# Named region outline records
☆ ☆ ☆ ☆ ☆ ☆ ☆
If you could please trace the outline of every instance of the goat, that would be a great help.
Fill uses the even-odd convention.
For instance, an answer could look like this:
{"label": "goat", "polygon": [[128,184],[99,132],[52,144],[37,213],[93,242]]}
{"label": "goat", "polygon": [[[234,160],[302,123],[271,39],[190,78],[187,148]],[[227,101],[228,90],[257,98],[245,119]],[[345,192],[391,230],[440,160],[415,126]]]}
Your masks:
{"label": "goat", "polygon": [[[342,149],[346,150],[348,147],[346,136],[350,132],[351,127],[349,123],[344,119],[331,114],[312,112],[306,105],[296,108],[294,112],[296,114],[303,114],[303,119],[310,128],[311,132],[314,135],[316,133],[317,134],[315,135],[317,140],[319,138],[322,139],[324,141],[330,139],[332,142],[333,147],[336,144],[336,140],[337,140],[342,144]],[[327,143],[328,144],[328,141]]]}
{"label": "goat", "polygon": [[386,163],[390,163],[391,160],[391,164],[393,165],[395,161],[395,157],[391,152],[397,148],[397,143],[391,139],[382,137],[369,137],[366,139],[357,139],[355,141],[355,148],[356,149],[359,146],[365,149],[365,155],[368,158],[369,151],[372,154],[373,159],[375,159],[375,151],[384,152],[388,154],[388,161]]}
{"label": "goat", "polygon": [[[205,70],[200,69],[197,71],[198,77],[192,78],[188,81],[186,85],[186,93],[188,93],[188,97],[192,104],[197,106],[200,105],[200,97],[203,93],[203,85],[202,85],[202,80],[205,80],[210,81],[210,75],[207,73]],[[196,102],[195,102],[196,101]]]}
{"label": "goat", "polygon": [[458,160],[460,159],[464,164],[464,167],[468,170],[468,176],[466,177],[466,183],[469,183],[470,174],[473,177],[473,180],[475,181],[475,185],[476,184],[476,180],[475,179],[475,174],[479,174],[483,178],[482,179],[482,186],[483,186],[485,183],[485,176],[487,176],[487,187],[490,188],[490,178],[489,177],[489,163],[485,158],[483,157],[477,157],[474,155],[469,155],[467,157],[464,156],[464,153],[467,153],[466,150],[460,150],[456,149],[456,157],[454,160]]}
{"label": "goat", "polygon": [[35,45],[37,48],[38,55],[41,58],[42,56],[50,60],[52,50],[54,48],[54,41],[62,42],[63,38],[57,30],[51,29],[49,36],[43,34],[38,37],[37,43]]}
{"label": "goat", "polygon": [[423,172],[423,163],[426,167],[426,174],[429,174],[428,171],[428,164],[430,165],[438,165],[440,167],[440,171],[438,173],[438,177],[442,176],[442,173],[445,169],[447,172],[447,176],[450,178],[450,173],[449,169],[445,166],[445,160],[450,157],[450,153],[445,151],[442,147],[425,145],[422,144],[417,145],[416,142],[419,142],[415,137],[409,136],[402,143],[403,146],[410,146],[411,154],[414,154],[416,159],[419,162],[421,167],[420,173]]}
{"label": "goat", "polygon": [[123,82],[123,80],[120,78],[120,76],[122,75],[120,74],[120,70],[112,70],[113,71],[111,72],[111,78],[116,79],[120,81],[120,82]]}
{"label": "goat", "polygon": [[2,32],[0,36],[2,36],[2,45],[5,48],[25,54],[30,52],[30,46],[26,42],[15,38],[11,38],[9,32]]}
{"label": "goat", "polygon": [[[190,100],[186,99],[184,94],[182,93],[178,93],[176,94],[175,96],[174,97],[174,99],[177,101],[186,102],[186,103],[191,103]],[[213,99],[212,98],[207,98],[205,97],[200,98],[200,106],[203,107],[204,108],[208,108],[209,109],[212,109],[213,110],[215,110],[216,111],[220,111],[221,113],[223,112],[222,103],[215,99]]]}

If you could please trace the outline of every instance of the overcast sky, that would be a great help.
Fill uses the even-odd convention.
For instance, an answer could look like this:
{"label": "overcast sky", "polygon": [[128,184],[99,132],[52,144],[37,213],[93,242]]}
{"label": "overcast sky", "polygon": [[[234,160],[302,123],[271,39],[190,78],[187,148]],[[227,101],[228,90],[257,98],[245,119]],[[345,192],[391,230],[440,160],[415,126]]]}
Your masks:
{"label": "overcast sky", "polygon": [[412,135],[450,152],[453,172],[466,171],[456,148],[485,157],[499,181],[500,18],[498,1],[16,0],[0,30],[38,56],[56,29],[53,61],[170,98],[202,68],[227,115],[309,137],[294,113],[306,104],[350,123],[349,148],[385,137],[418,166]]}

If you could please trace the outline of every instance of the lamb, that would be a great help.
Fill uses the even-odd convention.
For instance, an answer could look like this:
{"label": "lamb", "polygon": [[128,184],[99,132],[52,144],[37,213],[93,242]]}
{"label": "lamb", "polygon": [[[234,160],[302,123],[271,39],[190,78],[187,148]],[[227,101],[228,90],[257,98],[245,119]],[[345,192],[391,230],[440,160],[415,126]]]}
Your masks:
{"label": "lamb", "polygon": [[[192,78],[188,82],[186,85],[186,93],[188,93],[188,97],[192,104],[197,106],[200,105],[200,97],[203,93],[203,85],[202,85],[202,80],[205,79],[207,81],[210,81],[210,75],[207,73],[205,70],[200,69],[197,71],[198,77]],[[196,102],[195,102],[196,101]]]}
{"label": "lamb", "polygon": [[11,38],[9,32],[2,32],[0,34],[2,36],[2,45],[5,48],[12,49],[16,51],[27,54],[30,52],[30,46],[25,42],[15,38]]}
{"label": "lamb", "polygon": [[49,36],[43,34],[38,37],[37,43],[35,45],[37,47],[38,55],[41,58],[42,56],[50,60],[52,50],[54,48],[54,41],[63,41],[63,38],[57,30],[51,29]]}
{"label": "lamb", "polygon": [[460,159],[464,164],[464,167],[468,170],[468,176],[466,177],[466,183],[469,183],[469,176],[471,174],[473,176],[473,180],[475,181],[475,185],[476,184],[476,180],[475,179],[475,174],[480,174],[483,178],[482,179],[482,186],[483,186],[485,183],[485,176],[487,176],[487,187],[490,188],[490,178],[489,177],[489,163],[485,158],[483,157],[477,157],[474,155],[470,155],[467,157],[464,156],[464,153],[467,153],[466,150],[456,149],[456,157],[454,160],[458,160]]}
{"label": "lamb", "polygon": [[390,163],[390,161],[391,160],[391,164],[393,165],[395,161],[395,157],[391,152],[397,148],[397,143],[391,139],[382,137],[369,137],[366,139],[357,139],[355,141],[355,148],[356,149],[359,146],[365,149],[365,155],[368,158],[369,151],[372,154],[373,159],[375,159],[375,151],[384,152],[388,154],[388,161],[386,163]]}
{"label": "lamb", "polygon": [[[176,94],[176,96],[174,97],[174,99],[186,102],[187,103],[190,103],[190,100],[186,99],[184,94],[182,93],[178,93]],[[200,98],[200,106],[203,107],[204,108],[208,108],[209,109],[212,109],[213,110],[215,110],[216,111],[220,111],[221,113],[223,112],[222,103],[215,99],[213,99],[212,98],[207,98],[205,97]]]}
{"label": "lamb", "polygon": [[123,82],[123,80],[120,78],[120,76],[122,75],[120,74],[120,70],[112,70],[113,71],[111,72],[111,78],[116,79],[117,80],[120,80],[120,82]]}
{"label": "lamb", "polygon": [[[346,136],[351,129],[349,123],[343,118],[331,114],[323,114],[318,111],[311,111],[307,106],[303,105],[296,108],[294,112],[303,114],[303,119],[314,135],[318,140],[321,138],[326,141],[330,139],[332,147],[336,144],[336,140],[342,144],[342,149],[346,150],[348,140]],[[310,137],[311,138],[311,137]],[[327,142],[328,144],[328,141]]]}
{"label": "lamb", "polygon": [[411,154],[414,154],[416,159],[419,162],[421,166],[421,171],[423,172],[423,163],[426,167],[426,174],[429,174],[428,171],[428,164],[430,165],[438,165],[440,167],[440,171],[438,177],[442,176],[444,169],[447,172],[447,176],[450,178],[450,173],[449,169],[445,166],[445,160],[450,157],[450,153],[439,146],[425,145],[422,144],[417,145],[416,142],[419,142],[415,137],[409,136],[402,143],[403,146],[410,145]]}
☆ ☆ ☆ ☆ ☆ ☆ ☆
# Exercise details
Please collect every line from the rows above that contains the string "overcast", treating uppercase and lowercase as different.

# The output
If you could please trace the outline of every instance of the overcast sky, that would be a great help.
{"label": "overcast sky", "polygon": [[128,184],[99,132],[52,144],[37,213],[93,242]]}
{"label": "overcast sky", "polygon": [[[234,160],[302,123],[271,39],[190,78],[187,148]],[[227,101],[228,90],[257,98],[245,119]],[[345,192],[391,230],[440,160],[415,126]]]}
{"label": "overcast sky", "polygon": [[412,135],[450,152],[453,172],[466,171],[456,148],[485,157],[499,181],[500,18],[498,1],[16,0],[0,30],[38,56],[56,29],[53,61],[170,98],[202,68],[227,115],[309,137],[294,113],[306,104],[350,123],[349,148],[385,137],[418,166]]}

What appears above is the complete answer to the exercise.